Short task:
Will you extract the entries word for word? Images should not appear in the copy.

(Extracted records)
○ ○ ○ ○

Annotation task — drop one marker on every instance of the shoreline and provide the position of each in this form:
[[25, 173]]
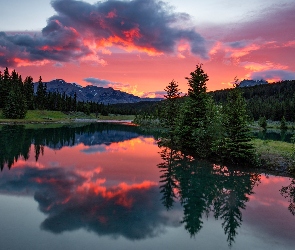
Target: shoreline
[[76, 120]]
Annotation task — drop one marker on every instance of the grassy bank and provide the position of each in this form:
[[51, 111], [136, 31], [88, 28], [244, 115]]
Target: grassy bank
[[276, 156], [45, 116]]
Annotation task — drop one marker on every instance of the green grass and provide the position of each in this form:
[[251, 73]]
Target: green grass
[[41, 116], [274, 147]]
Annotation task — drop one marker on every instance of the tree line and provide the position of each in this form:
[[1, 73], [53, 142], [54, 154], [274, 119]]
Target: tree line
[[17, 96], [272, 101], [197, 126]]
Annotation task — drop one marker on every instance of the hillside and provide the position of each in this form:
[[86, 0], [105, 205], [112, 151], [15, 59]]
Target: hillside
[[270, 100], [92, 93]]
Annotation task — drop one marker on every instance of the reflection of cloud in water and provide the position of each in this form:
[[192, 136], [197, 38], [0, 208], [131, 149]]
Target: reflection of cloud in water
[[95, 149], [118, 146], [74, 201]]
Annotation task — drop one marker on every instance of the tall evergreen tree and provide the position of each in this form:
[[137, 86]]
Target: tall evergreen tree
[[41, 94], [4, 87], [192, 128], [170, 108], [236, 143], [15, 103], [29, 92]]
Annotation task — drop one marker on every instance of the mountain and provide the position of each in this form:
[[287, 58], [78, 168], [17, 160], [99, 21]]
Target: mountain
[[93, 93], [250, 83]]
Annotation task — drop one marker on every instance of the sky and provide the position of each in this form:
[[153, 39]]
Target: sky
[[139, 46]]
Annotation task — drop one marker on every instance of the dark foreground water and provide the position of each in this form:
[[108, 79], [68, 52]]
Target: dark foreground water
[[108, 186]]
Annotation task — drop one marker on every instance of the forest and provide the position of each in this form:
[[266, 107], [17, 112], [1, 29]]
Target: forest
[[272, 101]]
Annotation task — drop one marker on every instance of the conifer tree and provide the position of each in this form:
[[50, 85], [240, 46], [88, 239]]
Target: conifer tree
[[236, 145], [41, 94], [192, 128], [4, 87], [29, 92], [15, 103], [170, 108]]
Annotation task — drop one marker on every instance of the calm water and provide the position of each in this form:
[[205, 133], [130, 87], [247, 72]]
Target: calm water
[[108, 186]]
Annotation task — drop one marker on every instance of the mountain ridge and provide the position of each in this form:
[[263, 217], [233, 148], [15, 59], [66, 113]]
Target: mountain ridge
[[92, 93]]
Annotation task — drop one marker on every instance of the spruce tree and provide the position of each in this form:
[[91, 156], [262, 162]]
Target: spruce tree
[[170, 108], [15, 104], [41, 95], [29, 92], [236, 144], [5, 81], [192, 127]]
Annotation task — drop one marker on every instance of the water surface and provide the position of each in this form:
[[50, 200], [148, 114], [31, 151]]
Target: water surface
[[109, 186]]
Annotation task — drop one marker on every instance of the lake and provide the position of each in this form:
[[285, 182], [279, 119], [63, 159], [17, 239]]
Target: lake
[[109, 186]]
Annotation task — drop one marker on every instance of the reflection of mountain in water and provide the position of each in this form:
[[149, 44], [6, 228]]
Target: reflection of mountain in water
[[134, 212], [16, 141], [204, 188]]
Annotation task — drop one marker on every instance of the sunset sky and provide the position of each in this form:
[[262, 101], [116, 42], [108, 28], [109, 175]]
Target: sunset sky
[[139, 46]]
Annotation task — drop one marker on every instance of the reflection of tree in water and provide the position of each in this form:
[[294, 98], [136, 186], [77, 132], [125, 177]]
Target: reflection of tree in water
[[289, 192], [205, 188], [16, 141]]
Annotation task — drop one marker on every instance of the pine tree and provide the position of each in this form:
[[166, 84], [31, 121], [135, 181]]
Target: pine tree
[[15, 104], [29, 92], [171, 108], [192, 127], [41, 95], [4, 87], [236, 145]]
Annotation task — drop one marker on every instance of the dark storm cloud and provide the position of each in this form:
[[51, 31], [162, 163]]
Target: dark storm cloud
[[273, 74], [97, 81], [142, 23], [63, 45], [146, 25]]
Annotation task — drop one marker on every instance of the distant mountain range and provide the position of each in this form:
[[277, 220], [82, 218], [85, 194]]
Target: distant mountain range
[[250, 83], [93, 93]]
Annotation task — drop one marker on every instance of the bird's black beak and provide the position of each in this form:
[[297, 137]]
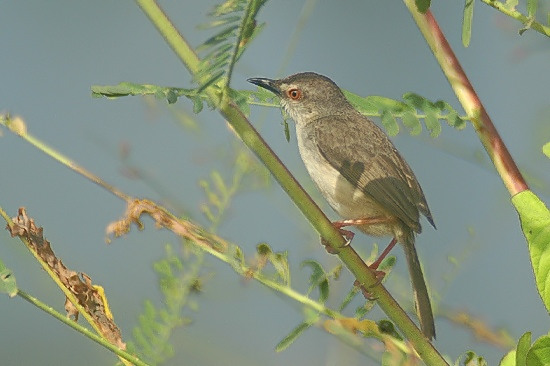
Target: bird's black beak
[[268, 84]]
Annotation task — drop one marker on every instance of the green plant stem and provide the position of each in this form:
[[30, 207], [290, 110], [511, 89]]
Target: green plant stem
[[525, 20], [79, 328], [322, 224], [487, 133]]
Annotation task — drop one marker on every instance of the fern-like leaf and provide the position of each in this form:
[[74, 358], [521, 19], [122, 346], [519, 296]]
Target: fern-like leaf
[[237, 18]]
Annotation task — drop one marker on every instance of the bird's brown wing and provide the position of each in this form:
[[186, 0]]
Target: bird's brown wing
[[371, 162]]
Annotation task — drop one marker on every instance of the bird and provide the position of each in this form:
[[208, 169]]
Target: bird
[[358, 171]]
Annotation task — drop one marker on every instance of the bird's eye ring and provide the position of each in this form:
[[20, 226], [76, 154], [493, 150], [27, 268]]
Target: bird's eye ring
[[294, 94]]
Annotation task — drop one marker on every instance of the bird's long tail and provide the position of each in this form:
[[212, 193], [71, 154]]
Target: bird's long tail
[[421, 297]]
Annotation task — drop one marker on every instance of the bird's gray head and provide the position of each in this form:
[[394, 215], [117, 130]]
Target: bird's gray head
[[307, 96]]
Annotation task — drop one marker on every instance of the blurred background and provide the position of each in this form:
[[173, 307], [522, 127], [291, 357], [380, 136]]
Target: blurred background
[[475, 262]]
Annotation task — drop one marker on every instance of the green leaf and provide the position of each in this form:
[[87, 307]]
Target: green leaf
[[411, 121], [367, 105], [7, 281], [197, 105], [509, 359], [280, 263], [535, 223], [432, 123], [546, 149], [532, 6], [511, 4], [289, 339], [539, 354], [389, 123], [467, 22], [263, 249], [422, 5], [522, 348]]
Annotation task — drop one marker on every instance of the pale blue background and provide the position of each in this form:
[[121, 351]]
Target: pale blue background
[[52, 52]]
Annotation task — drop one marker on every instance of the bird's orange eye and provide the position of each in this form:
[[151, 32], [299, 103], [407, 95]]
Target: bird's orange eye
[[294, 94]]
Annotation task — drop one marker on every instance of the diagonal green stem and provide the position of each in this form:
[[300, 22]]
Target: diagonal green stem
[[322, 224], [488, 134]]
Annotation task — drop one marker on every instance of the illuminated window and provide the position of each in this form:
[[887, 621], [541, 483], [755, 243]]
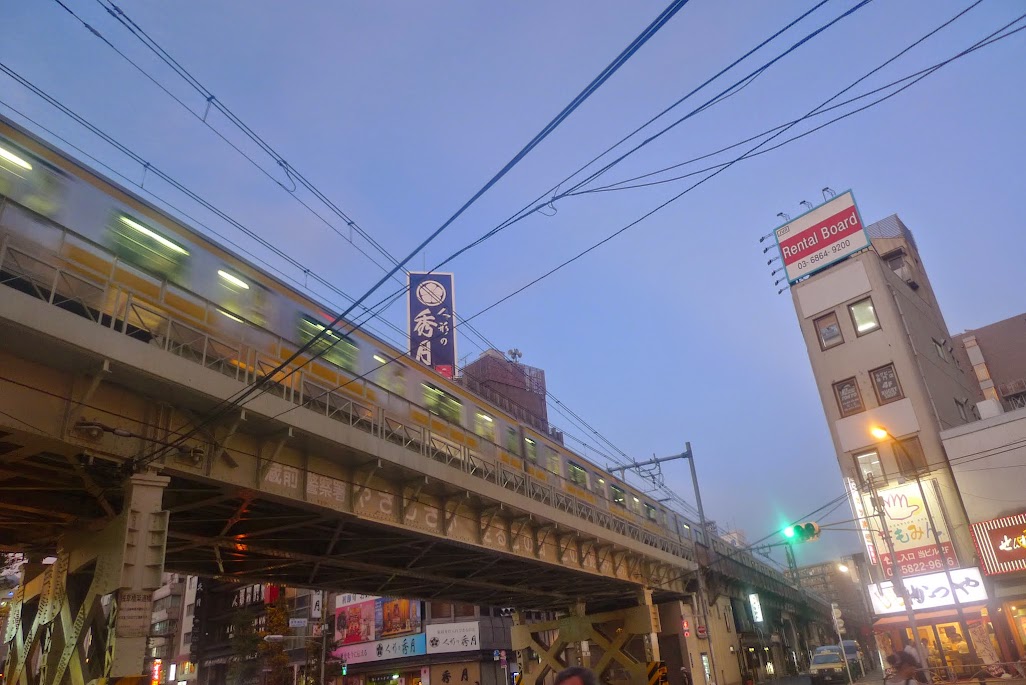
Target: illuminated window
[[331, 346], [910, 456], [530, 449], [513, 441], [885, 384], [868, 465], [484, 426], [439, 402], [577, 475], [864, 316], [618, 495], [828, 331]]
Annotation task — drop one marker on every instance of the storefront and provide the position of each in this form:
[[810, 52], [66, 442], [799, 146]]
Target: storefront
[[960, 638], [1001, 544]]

○ ○ ○ ○

Answer below:
Annotation task — drop one marker on every instance of the shoreline and provide the position of each in this form:
[[25, 173]]
Target: shoreline
[[76, 120]]
Annotation task — drop one marker on every instance of the grassy bank and provide the position of each in this form:
[[51, 111], [136, 31], [88, 28], [244, 115]]
Target: grassy bank
[[276, 156], [45, 116]]
Annotation task — drop one marker on every instance of the green grass and provide the position of each in this form:
[[251, 73]]
Target: green grass
[[41, 116], [274, 147]]
Annotation task — drop one marker on every instance of the tree line and provide the position of each in this form:
[[1, 73], [53, 142], [54, 154], [274, 119]]
Target: tree line
[[17, 96], [272, 101], [197, 126]]
Annotation task — drop one marker on every instance of the hillside and provide the position of each in this form:
[[86, 0], [105, 205], [112, 151], [15, 59]]
Target: hillside
[[270, 100], [92, 93]]
Annotation task — drop one marker on every instance of the reflection of cloud in water and provide the position of each in this form:
[[192, 136], [197, 38], [0, 208], [131, 149]]
Target: reflection of cloud in water
[[95, 149], [118, 146], [74, 201]]
Annotation task — drop one marker on every instance of the tall evergreen tree and provide the position of each in this form:
[[137, 86]]
Target: tall evergreen tree
[[41, 94], [4, 87], [192, 128], [170, 108], [236, 143], [15, 103], [29, 92]]
Annotation task — drop one marker on every instance of the mountain and provide the position of each in this form:
[[287, 58], [78, 168], [17, 160], [99, 21]]
Target: mountain
[[93, 93], [250, 83]]
Annotation task — drop one marker on every instance of the sky and provide the position of each in this form:
[[153, 39]]
Target: sky
[[139, 46]]
Annotation task — drop one marker on every instance of the dark foreground water and provide the position of each in this form:
[[108, 79], [68, 52]]
Target: dark foreground water
[[108, 186]]
Annotation task — drop one marker on every instance of the forest and provide the position of each in this form:
[[266, 107], [17, 112], [1, 29]]
Target: forest
[[272, 101]]
Annotation task — drop one marker on every instance of the conifer tree and provide the position of each in this form:
[[50, 85], [240, 46], [88, 239]]
Target: conifer tree
[[236, 145], [41, 94], [192, 128], [4, 87], [29, 92], [15, 103], [170, 108]]
Annotation task — drop one marker on every instance of the calm water and provide the position of each in this form:
[[205, 133], [130, 87], [247, 72]]
Target: calm water
[[108, 186]]
Annotation task — drop one marker on every instance of the mountain ridge and provide the position of each in this form:
[[263, 217], [233, 148], [15, 59], [66, 113]]
Target: mountain ridge
[[92, 93]]
Annotation task — drop one marker on every instance of the spruce tree and provide the position of each in this form:
[[91, 156], [262, 162]]
Target: spruce tree
[[170, 108], [15, 104], [41, 95], [29, 92], [236, 144], [5, 81], [192, 127]]
Annotation task — drop one marker on every instance of the water surface and provide the position of each in this form:
[[50, 200], [148, 114], [31, 151]]
Target: water surface
[[109, 186]]
Annotation task — drop one marker on every instance of the lake and provide the position of each in this form:
[[285, 182], [279, 119], [63, 159], [17, 239]]
Target: lake
[[109, 186]]
Annotation task — drop one marker on every instance of the reflection of mountain in water and provide the position of each in this form:
[[149, 44], [6, 228]]
Target: reflection of mountain in water
[[134, 212], [16, 141], [204, 188]]
Annotation task — drop one marker on every instance of the sunset sky and provide the position of each in this form:
[[262, 101], [116, 42], [108, 28], [109, 175]]
Target: sunset sky
[[139, 46]]
Annotation task — drop one marker on every instance of the reflection of tree in water and provide the position of each in this form:
[[294, 98], [136, 186], [77, 132], [125, 177]]
Target: reflection of tree in water
[[289, 192], [205, 188], [16, 141]]
Annotation task — drop one marker on every instance of the pine tree and provide the position of each in this form:
[[166, 84], [31, 121], [135, 181]]
Target: pine tree
[[15, 104], [29, 92], [171, 108], [192, 127], [41, 95], [4, 87], [236, 145]]
Annotation task — drop one marker on every instance of the dark storm cloud and provide the position of each in this form:
[[51, 31], [162, 163]]
Target: dark storm cloud
[[273, 74], [97, 81], [142, 23], [63, 45], [146, 25]]
Annotation task — drop one marker on every instance of the distant mountain range and provide the position of each in this form:
[[277, 220], [82, 218], [85, 194]]
Target: distant mountain range
[[250, 83], [93, 93]]
Annotation task — drop one marker on every instance of the bird's black beak and provide the position of each in this form:
[[297, 137]]
Target: bird's black beak
[[268, 84]]
Annotation task — drop one marker on every instance of the green plant stem and provide the position of each in this form:
[[30, 207], [290, 110], [511, 89]]
Target: green plant stem
[[525, 20], [79, 328], [322, 224], [487, 133]]
Annotation task — drop one marker on every instance of the fern-like leaf and provide the position of each in this form:
[[74, 358], [521, 19], [122, 346], [519, 296]]
Target: fern-like leaf
[[237, 18]]
Annotation task — drop one marker on every instance of the bird's brown wing and provide the position of each in this form:
[[186, 0]]
Target: bird's brown wing
[[371, 162]]
Annotation task — drop one marker on every instance of the bird and provide the position of each in this form:
[[208, 169]]
Target: bird
[[358, 171]]
Annotation task — drop one marker on every instance of the bird's eye ring and provide the position of each in this form:
[[20, 226], [76, 154], [493, 150], [27, 268]]
Target: bird's eye ring
[[294, 94]]
Annotation task — drop one marker on every instance of the bird's long tail and provide the position of each in this form:
[[212, 193], [71, 154]]
Target: bird's long tail
[[421, 297]]
Annotation task — drop one marker on every instance of the bird's gray head and provide the position of each in this form:
[[394, 215], [117, 130]]
Target: bird's gray head
[[307, 96]]
Annotation task — drop one marker on every instance of the blurred background and provide the position of each in this form:
[[173, 307], [522, 127], [291, 357], [380, 136]]
Target: blurred background
[[475, 262]]
Annotation task — drop one marker on every instance of the green leaf and provide the position of each in this form:
[[87, 307]]
Target: green leaf
[[411, 121], [367, 105], [7, 281], [197, 105], [509, 359], [280, 263], [535, 223], [432, 123], [546, 149], [532, 6], [511, 4], [289, 339], [539, 354], [389, 123], [467, 22], [263, 249], [422, 5], [522, 348]]
Annotation task — drop one marker on every instance of the pale blue background and provide the position of each in this form:
[[121, 351]]
Target: pale blue background
[[52, 52]]
Annotation task — drop one marker on every instance of the bird's orange eye and provide the position of each in this form:
[[151, 32], [299, 103], [407, 95]]
Target: bird's orange eye
[[294, 94]]
Annotation task — drop one marker on every instance of the diagonal green stem and provide the position of each in this form:
[[300, 22]]
Target: diagonal green stem
[[322, 224], [488, 134]]
Annotation task — drop one marker on every instance of the illuminated window and provide the position of each in this form:
[[887, 621], [541, 483], [755, 243]]
Target: illuminated window
[[331, 346], [910, 456], [530, 449], [513, 441], [885, 384], [868, 465], [484, 426], [439, 402], [577, 475], [864, 316], [618, 495], [828, 331]]
Annotation task — drop one marker on every instance of the storefront and provide the position of each in this form:
[[810, 52], [66, 442], [799, 146]]
Target: storefront
[[960, 638], [1001, 544]]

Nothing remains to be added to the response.